>> START DATA LISTING

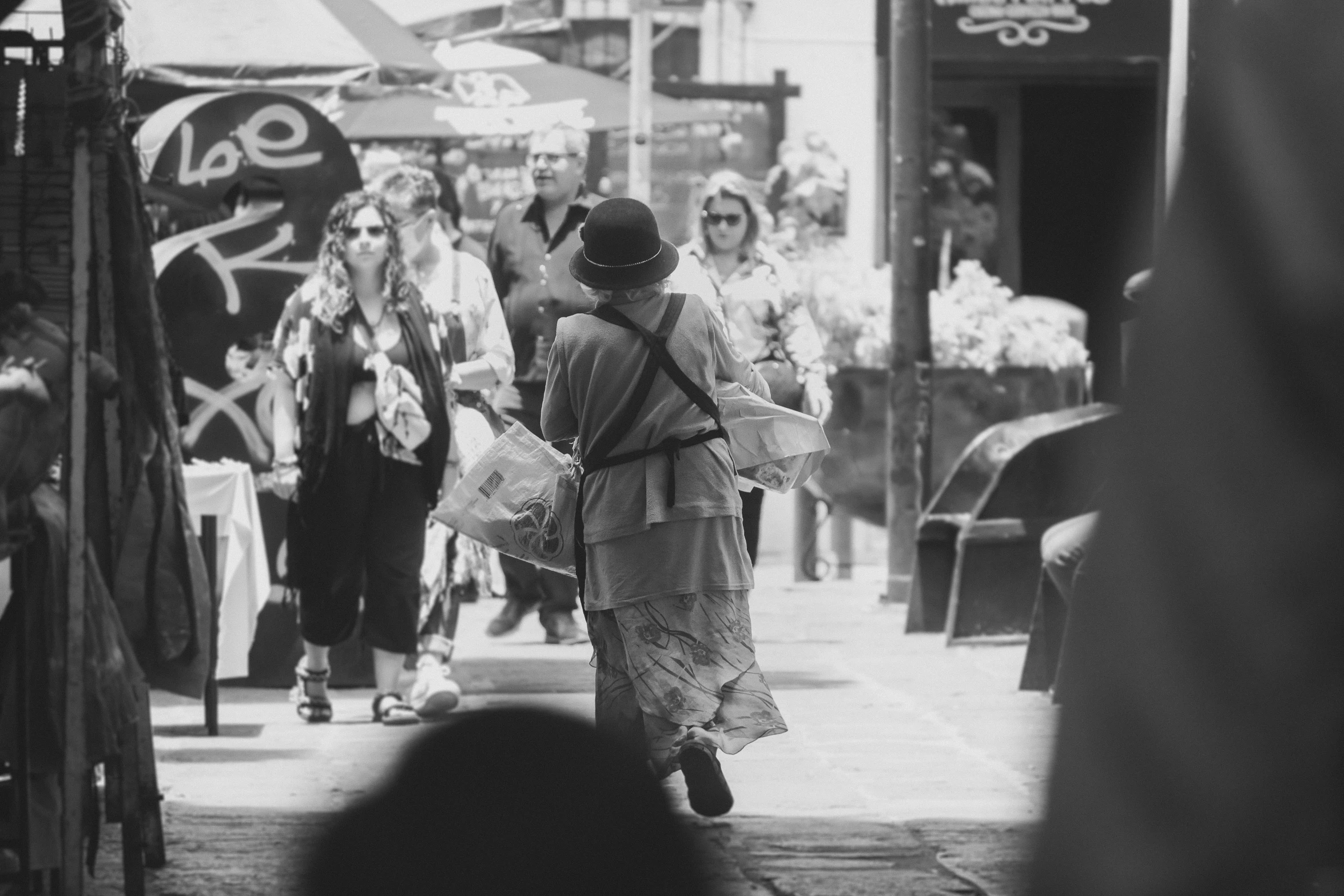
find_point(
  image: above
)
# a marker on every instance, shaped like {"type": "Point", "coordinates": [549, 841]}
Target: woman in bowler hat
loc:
{"type": "Point", "coordinates": [666, 571]}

>> END DATA LISTING

Render the lines of the rows above as a numbered list, omitting blank lines and leaving out the pictures.

_ANSWER TO THE PROBLEM_:
1. find_point(
2.   image: above
3. )
4. # a marker on every instance, shaped like {"type": "Point", "coordinates": [549, 841]}
5. Target: woman in bowler hat
6. loc:
7. {"type": "Point", "coordinates": [666, 571]}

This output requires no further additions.